**Objectif**
Rédigez la suite du texte sur l'Iraq après le retrait des troupes américaines, en reprenant juste après sa dernière phrase.

En Iraq, la situation
n’est pas meilleure. Le paysage
politique iraqien est, pour l’heure,
mutilé. Le problème le plus dangereux
auquel ce pays fait face après le
retrait des troupes américaines est
celui des frontières. Pour le moment, le
premier pays voisin à profiter du
retrait américain est l’Iran. Pour
compenser l’amenuisement de son
influence en Syrie, Téhéran n’a fait
qu’accroître sa présence en Iraq, d’où
l’inquiétude des pays du Golfe qui
veulent préserver leurs intérêts en Iraq
et craignent donc la croissance de
l’hégémonie iranienne à Bagdad.
Les pays du Golfe
n’ont jamais profité de la puissance de
l’Iraq sous Saddam Hussein. Au
contraire, ce pays constituait pour eux
une menace réelle. N’oublions pas que le
seul pays arabe à avoir occupé un autre
pays arabe fut l’Iraq quand elle a
colonisé le Koweït en 1990. Le seul
avantage que représentait l’Iraq pour
les pays du Golfe était de limiter
l’influence iranienne dans la région.
Cet avantage s’est effacé avec la
récente alliance entre ces deux pays, ce
qui inquiète les pays du Golfe, mais
surtout les Etats-Unis qui voient en
Téhéran sa bête noire numéro un.
« Cette alliance
irano-iraqienne constitue une épine dans
le pied de Washington et menace fort les
intérêts américains dans la région »,
explique Mohamad Abdel-Qader, analyste
au Centre des Etudes Politiques et
Stratégiques (CEPS) d’Al-Ahram, au
Caire. Selon lui, la seule issue à ce
dilemme est de jouer sur la corde des
différends entre le peuple iraqien, dont
une bonne partie s’oppose à la
croissance de l’influence iranienne sur
son sol.
Selon différents
rapports, l’armée iraqienne sera
incapable de défendre ses frontières et
son espace aérien avant 2020. Ses
relations avec ses voisins restent
pourtant toujours tendues. Par exemple,
il existe une impasse entre l’Iraq et le
Koweït depuis 1990 avec des contentieux
sur les réparations de guerre et le
tracé de la frontière. L’Iraq accuse
aussi le Koweït de bloquer son accès à
la mer en bâtissant un port qui gênerait
ses exportations de brut.
Armée hétéroclite et
faible
Outre la question des
frontières, la sécurité occupe la part
du lion. Le retrait des forces
américaines va accroître les violences
dans le pays et mettre à nu les
véritables lacunes de l’armée iraqienne
qui ne sera pas capable de contrôler la
situation, notamment en raison des
divisions internes qui la rongent. La
puissance de l’armée aux temps de Saddam
n’a rien à voir avec sa puissance
aujourd’hui. Jadis, elle était très bien
équipée, homogène, unie et forte : elle
était l’une des armées les plus
qualifiées du monde arabe. Désormais,
elle est devenue hétéroclite, faible,
mal équipée, mal gérée et divisée entre
diverses factions et tendances
politiques.

**Liste**
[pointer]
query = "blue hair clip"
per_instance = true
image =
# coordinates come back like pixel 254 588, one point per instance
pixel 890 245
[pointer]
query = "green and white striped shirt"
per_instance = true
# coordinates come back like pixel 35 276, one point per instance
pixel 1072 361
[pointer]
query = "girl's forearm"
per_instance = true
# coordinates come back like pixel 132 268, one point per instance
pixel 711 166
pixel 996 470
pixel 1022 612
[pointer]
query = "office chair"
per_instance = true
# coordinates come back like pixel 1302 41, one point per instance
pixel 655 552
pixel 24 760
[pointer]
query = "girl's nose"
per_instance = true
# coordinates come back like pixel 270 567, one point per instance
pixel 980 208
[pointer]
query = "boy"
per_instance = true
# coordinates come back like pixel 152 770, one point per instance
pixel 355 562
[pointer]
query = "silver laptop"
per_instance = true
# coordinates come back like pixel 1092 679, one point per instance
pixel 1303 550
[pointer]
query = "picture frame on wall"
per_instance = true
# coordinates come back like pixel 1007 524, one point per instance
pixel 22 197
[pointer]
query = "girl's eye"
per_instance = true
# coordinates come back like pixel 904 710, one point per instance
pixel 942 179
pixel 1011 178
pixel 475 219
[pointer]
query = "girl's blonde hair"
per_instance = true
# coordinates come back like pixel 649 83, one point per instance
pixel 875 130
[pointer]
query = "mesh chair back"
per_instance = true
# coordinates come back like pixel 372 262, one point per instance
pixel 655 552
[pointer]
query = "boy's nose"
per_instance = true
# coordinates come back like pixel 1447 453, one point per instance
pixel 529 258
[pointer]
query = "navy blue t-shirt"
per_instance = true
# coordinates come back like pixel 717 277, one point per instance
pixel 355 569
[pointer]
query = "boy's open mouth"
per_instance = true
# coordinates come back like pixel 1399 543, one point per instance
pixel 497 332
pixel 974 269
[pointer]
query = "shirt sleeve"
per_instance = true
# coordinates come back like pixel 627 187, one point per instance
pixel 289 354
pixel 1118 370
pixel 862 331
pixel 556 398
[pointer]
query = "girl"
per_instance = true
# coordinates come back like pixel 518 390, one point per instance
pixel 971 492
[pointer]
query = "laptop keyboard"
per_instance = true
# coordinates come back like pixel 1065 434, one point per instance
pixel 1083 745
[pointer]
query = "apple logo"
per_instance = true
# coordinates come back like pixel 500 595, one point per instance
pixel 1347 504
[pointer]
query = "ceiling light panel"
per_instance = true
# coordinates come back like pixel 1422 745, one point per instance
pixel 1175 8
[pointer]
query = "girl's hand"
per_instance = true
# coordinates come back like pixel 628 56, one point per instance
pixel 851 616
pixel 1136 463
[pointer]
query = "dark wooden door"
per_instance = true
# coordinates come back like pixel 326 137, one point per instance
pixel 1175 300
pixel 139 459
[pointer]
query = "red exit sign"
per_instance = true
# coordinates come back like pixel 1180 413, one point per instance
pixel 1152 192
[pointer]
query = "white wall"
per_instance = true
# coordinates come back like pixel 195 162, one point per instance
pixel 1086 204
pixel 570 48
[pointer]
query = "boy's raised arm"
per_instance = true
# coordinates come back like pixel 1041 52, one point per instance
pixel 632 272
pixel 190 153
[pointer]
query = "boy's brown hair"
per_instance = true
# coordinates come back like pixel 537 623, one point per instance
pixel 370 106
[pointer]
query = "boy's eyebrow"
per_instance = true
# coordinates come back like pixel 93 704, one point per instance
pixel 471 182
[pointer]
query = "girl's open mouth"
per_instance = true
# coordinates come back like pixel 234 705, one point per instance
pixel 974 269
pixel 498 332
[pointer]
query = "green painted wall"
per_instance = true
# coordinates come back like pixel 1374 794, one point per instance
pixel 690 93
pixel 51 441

**Résultat obtenu**
Alors qu’une partie
de l’armée soutient les sunnites, une
autre représente les chiites et la
troisième est partisane d’El-Mahdi, etc.
Il s’agit là d’un plan délibéré de la
part des Américains qui souhaitent que
cette armée reste une marionnette
facilement manipulable. Selon les
experts, l’armée iraqienne aurait très
peu de chance de regagner son pouvoir
dans l’immédiat en raison de la
corruption qui pèse sur le corps
militaire.
Cette corruption
s’est empirée après l’invasion
américaine en 2003. A noter aussi que le
poste de ministre iraqien de l’Intérieur
demeure vacant depuis plus d’un an, d’où
une dégradation de l’appareil
sécuritaire. Selon les derniers
rapports, l’Iraq compte parmi les pays
les plus corrompus du monde. Les membres
du gouvernement, les hauts
fonctionnaires et le président iraqien
peuvent fixer leurs propres salaires,
sans contrôle ni surveillance.
Les Etats-Unis ont
voulu faire de l’Iraq un « Etat exemple
» en matière de démocratie, un exemple
destiné aux pays arabes. Mais Washington
a fait face à des défis inattendus.
L’opposition, à laquelle Washington
entendait confier le pouvoir, est
hétéroclite, faible, divisée et ne fait
que chercher ses propres intérêts.
Chaque parti a ses partisans : les
chiites sont soutenus par l’Iran, les
sunnites soutenus par les pays du Golfe
et les Kurdes par l’Occident. L’avenir
s’annonce aussi noir que le bilan
américain des neuf années d’occupation .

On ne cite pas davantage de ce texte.